(Coordinate labeling data)
==========
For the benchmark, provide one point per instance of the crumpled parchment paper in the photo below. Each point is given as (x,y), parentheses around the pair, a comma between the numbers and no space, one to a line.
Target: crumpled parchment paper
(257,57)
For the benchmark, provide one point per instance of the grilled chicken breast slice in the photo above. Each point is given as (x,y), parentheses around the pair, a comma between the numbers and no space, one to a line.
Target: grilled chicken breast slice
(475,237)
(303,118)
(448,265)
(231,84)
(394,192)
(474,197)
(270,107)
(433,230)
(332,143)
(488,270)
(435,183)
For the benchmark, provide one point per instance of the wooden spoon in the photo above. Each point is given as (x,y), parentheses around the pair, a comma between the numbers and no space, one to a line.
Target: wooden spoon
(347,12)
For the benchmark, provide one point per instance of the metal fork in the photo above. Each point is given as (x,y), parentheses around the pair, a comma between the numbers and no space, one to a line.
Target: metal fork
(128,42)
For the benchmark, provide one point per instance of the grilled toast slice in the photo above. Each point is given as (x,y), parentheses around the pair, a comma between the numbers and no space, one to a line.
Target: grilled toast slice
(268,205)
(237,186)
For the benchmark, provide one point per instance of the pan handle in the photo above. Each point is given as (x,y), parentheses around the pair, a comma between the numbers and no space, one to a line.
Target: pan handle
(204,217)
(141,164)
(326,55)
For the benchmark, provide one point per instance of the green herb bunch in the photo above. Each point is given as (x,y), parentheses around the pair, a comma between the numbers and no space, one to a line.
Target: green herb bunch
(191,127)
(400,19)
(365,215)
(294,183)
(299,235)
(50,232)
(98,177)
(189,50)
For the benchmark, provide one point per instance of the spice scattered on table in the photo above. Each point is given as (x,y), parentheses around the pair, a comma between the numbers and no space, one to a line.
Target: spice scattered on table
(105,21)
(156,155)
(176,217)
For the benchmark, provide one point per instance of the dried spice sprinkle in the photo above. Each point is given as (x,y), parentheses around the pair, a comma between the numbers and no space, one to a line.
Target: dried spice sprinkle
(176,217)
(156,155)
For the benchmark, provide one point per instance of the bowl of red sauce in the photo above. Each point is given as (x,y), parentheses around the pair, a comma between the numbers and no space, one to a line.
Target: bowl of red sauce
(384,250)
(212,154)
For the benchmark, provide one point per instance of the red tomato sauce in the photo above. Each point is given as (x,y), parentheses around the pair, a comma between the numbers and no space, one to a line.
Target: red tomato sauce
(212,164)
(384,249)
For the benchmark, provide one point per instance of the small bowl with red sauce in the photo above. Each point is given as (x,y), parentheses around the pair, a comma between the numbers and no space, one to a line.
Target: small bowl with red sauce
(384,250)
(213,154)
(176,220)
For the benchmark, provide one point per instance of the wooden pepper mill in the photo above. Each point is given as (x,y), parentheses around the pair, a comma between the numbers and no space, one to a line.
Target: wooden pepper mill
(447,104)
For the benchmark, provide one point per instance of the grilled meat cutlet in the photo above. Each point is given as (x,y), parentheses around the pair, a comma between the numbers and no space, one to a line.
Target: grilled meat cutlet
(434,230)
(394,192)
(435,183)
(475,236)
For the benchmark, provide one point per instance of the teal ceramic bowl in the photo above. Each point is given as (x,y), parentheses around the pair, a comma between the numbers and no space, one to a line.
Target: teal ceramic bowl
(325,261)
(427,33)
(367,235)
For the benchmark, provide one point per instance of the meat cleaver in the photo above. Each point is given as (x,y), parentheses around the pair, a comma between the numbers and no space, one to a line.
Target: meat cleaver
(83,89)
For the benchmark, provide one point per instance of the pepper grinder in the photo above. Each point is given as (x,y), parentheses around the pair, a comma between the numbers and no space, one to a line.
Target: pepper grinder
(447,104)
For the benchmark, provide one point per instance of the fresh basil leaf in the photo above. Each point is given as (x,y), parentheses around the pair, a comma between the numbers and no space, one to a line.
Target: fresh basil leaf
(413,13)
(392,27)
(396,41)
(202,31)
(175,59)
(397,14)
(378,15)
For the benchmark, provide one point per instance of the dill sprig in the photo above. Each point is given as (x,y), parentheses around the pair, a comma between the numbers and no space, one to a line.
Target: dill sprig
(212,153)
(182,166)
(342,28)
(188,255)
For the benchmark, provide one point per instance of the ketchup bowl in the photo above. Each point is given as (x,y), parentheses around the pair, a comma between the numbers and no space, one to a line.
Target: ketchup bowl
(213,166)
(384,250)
==========
(Challenge): All records above must be set down exactly, please.

(Response):
For the benchmark, provide one point per instance of the crumpled parchment paper in the photo below. Each point is given as (x,y), parentheses around the pair, a comma between the numbers and no space, one to a line.
Target: crumpled parchment paper
(257,57)
For the benchmark, provide one point per instance of the grilled chicken breast slice in the photo above. Each point is given as (x,y), parentheses around the pair, a comma between the numbers and no space, one to a line.
Target: grilled chicken breast slice
(475,237)
(303,118)
(448,265)
(231,84)
(394,192)
(474,197)
(270,107)
(433,230)
(332,143)
(488,270)
(435,183)
For the benchmark, provide one point per instance of the wooden spoon in the photo above. Each point is given as (x,y), parentheses around the pair, a comma between the numbers and no space, one to a line.
Target: wooden spoon
(347,12)
For the benchmark, provide one point per instance of the metal fork in the photo above. Each point is given as (x,y), parentheses around the pair, a comma between the numbers and no space, one to a line.
Target: metal fork
(128,42)
For the benchmark, provide one point per instance of the grilled toast slice in the photo above. Each point is given as (x,y), parentheses around the pair, a comma between the numbers and no space, one to a line.
Target: grilled toast slice
(268,205)
(237,186)
For the benchmark, provide one point per instance of the pan handle in the photo above. Each point is given as (x,y), parentheses around the pair, a comma between the numbers and no space, one to a line.
Target: pan handle
(204,217)
(141,164)
(326,55)
For the benchmark, provide one point per instance of the green herb bunch in the photo above. Each point is given as (x,y), parentheses around the pair, a comma between the numbers and no space, one to a line.
Target: green herb bunch
(191,127)
(400,19)
(365,215)
(294,183)
(299,235)
(50,232)
(98,177)
(189,50)
For the benchmark, provide one point per instance of the spice scattered on table in the photo above. Each point is given as (x,y), parentheses around the pair, a comma between the numbers and no space, one to a line.
Target: spice scattered on table
(105,21)
(156,155)
(176,217)
For the benchmark, provide one point per instance of the dried spice sprinkle in the photo above. Each point is given as (x,y), parentheses around the pair, a comma between the numbers and no space, one to a line.
Target: dried spice sprinkle
(176,217)
(156,155)
For the benchmark, provide one point per instance of the bowl of red sauce in the photo above. Each point is given as (x,y), parentheses around the pair, a comma between the numbers and no space, one to a line.
Target: bowl of red sauce
(384,250)
(212,154)
For the benchmark, provide one point per instance of the red tomato sauce in the photo above. Each point is given as (x,y), parentheses around the pair, a comma between the numbers and no space, one to a line.
Target: red tomato sauce
(212,164)
(384,249)
For the benchmark, provide one point per instance of the small bowl with red sauce in the photo above. Each point is given as (x,y), parentheses around the pair, a comma between the numbers and no space, one to a line.
Target: small bowl with red sauce
(384,250)
(213,154)
(176,220)
For the benchmark, provide one point per instance of the wooden pepper mill in the photo above. Each point is given as (x,y), parentheses around the pair, a comma between the numbers and no space, one to a line.
Target: wooden pepper mill
(447,104)
For the benchmark, provide one point per instance of the grilled meat cutlet in the photo above. Each point is given as (x,y), parentheses around the pair, a comma between the numbers and no space, one to a line.
Target: grilled meat cutlet
(434,230)
(394,192)
(435,183)
(475,236)
For the benchmark, provide one point per instance of the teal ceramic bowl in the photo above. Each point is given as (x,y), parentheses around the pair, a comma between the numbers and no space, one to a line.
Target: teal ceramic bowl
(325,261)
(427,33)
(367,235)
For the benchmark, provide one point per instance of the meat cleaver in the photo above. Each point is given as (x,y), parentheses around the pair, a comma between the numbers and no space, one to a line.
Target: meat cleaver
(83,89)
For the benchmark, provide one point per instance of the pepper grinder in the photo above. Each point is given as (x,y), parentheses around the pair, a comma between the numbers and no space, one to a line.
Target: pepper grinder
(447,104)
For the benchmark, provide one point per instance of the fresh basil leaf in the photo above. Each point is given as (x,y), parentheses around the pair, a comma between the numbers and no space, one to a line.
Target: fresh basil leaf
(413,13)
(392,27)
(396,41)
(202,31)
(175,59)
(397,14)
(378,15)
For the benchmark, provide one point per instance of the dill sprig in the photo above. Each point is given as (x,y), parentheses around the pair, a comma between the numbers and no space, one to a line.
Target: dill sprig
(212,153)
(182,166)
(342,28)
(188,255)
For the benchmark, provide one point per instance of the ketchup bowl in the photo above. Each point is given as (x,y), parentheses around the pair, a comma between the numbers and no space, one to a line.
Target: ketchup bowl
(213,166)
(384,250)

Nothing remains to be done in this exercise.